## PROBLEM TO SOLVE
Each line below with the string "rough" should be copied.

## PROVIDED ENTRIES
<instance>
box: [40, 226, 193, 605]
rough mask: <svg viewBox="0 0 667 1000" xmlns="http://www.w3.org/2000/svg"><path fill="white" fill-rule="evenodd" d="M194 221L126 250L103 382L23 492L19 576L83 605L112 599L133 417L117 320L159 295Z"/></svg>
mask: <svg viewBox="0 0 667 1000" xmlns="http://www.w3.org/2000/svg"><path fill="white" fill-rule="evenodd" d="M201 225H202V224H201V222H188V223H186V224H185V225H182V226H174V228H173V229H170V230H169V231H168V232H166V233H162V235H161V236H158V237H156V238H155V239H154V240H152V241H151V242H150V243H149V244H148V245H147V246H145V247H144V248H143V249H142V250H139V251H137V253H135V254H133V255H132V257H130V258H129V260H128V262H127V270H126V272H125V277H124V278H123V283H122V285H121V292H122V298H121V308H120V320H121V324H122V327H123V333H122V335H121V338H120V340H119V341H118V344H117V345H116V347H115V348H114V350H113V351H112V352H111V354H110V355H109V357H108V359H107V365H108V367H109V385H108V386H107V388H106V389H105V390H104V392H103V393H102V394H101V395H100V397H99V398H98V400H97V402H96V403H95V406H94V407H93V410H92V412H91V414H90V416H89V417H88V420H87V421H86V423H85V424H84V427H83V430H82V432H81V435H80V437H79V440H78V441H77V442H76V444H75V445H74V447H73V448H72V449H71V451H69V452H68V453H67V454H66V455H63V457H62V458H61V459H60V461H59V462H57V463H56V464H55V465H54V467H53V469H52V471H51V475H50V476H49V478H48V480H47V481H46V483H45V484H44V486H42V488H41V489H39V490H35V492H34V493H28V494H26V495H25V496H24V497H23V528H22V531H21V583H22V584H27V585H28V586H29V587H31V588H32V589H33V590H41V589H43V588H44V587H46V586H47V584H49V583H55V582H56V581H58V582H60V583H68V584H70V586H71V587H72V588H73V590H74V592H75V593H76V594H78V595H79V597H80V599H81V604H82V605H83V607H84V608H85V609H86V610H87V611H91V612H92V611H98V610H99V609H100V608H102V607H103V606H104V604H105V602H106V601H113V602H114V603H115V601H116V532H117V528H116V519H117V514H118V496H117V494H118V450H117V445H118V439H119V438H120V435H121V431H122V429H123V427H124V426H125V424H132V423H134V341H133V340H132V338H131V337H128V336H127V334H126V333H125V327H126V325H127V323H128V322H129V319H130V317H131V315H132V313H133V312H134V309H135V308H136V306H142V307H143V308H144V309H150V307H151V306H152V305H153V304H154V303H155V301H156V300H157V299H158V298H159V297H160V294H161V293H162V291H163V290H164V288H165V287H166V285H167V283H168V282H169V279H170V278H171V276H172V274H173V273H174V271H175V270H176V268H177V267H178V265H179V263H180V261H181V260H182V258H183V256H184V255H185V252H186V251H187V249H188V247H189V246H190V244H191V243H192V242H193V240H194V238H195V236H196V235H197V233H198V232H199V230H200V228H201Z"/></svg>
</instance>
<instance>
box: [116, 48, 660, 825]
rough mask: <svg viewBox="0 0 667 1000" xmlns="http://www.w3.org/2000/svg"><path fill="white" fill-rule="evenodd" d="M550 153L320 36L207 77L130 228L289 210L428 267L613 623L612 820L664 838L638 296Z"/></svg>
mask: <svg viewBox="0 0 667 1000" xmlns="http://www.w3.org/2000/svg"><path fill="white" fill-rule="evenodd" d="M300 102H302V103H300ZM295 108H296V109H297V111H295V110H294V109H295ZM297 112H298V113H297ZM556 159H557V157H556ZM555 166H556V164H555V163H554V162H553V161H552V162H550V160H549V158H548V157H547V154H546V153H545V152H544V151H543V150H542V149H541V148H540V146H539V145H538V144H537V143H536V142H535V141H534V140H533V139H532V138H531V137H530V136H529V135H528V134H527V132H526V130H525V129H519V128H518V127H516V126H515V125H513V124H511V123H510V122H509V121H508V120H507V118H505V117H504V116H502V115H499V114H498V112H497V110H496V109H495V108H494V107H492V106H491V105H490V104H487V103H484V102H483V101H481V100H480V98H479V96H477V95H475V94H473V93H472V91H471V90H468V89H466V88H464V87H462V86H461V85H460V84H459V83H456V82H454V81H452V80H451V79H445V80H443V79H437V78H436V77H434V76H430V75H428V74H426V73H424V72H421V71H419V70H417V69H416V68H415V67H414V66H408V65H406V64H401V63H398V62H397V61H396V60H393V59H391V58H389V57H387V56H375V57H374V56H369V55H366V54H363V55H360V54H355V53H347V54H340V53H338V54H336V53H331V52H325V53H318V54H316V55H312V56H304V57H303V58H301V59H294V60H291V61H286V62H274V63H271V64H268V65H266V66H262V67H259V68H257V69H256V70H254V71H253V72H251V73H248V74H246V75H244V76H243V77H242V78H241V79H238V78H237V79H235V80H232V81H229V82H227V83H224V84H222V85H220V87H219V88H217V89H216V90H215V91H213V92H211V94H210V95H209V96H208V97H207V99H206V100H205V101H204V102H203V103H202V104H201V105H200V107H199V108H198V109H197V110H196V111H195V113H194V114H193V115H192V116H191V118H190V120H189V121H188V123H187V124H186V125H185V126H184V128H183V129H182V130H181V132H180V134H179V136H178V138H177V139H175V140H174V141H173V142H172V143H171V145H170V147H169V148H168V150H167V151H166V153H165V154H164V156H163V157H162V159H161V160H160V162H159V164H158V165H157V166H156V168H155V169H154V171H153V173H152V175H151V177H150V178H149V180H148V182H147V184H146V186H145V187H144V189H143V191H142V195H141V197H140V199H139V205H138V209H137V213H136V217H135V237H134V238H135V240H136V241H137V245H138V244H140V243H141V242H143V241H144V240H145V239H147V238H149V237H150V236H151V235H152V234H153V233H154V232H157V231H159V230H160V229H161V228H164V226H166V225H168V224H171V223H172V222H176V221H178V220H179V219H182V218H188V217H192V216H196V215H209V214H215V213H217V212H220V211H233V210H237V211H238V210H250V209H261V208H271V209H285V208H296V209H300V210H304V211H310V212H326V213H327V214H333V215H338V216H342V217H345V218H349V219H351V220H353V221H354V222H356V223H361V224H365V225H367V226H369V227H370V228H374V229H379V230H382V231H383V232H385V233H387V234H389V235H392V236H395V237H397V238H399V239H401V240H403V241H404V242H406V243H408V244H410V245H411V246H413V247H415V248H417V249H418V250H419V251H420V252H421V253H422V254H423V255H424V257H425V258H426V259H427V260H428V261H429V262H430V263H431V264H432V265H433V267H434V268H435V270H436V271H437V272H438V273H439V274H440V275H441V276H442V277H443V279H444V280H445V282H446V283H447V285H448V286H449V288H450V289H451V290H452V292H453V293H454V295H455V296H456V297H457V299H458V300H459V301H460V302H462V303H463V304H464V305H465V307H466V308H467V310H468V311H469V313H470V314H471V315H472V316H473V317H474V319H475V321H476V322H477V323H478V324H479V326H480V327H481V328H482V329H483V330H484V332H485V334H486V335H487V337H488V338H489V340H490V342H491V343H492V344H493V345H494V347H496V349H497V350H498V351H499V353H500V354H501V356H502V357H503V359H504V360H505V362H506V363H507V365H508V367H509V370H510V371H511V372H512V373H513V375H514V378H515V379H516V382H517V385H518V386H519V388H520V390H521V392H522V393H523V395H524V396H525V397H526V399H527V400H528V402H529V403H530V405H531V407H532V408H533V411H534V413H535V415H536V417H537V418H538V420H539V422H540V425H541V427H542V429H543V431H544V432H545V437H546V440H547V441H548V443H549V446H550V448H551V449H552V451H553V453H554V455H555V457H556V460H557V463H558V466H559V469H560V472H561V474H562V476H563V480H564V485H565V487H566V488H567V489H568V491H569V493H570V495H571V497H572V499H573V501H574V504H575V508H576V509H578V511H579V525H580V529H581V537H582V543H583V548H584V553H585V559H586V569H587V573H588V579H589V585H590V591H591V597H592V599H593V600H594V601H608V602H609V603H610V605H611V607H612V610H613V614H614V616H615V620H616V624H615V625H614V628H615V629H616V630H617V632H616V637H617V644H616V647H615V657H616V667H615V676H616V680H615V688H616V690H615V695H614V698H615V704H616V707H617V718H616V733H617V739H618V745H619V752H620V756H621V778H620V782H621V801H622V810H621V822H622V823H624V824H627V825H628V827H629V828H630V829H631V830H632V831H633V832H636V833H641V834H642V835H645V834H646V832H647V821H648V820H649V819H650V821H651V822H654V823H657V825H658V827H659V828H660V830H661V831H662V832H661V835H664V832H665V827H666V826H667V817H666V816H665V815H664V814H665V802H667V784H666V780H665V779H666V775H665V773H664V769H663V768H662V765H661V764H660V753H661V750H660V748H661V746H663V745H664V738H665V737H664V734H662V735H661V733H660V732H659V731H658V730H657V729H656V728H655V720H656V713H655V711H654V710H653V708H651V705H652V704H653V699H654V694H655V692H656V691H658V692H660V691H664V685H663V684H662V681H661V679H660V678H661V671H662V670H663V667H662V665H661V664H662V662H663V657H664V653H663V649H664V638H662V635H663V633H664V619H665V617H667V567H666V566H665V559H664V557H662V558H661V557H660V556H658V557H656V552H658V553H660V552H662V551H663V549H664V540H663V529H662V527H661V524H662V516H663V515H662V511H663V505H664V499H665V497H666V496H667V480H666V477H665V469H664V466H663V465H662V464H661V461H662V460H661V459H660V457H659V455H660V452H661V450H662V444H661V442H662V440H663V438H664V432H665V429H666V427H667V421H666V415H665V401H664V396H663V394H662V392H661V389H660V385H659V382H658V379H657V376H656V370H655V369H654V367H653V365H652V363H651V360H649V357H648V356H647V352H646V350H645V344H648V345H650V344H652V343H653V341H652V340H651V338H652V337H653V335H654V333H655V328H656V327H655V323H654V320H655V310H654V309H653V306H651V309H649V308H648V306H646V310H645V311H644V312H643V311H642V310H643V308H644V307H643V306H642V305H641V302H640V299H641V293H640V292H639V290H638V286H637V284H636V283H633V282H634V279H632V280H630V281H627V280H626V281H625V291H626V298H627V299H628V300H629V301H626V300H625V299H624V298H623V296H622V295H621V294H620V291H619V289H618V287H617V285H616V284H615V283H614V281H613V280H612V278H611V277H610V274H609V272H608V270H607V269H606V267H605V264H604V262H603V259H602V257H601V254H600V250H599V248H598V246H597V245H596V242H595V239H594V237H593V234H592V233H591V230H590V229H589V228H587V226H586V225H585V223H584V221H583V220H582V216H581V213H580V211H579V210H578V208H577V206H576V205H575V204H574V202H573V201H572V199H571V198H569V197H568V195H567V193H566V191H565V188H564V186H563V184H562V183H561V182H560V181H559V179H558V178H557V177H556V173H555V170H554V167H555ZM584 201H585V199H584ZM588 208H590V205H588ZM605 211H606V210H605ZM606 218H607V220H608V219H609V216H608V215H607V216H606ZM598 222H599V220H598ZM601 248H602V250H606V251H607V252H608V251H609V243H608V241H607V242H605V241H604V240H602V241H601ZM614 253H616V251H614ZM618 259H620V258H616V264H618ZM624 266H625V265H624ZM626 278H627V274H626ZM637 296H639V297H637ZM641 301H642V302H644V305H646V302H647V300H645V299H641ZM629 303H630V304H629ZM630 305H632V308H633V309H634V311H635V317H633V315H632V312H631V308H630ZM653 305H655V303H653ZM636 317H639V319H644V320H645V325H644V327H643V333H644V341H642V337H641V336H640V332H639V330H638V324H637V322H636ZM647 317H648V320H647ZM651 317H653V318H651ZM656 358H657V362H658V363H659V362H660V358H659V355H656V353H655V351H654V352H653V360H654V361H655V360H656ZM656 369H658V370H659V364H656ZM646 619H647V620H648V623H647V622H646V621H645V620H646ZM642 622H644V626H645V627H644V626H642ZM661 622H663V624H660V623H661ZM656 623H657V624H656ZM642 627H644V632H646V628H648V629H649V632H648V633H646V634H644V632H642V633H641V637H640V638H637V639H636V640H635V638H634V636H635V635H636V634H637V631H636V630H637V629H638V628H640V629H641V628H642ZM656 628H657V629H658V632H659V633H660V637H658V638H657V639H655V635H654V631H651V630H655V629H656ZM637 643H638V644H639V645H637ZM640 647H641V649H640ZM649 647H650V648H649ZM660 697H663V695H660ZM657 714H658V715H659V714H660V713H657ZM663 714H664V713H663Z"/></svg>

## EXPECTED ANSWER
rough mask: <svg viewBox="0 0 667 1000" xmlns="http://www.w3.org/2000/svg"><path fill="white" fill-rule="evenodd" d="M194 221L126 250L103 382L23 492L19 576L83 605L112 599L133 417L117 320L159 295Z"/></svg>
rough mask: <svg viewBox="0 0 667 1000" xmlns="http://www.w3.org/2000/svg"><path fill="white" fill-rule="evenodd" d="M550 153L320 36L207 77L130 228L289 210L428 267L613 623L612 820L664 838L638 296Z"/></svg>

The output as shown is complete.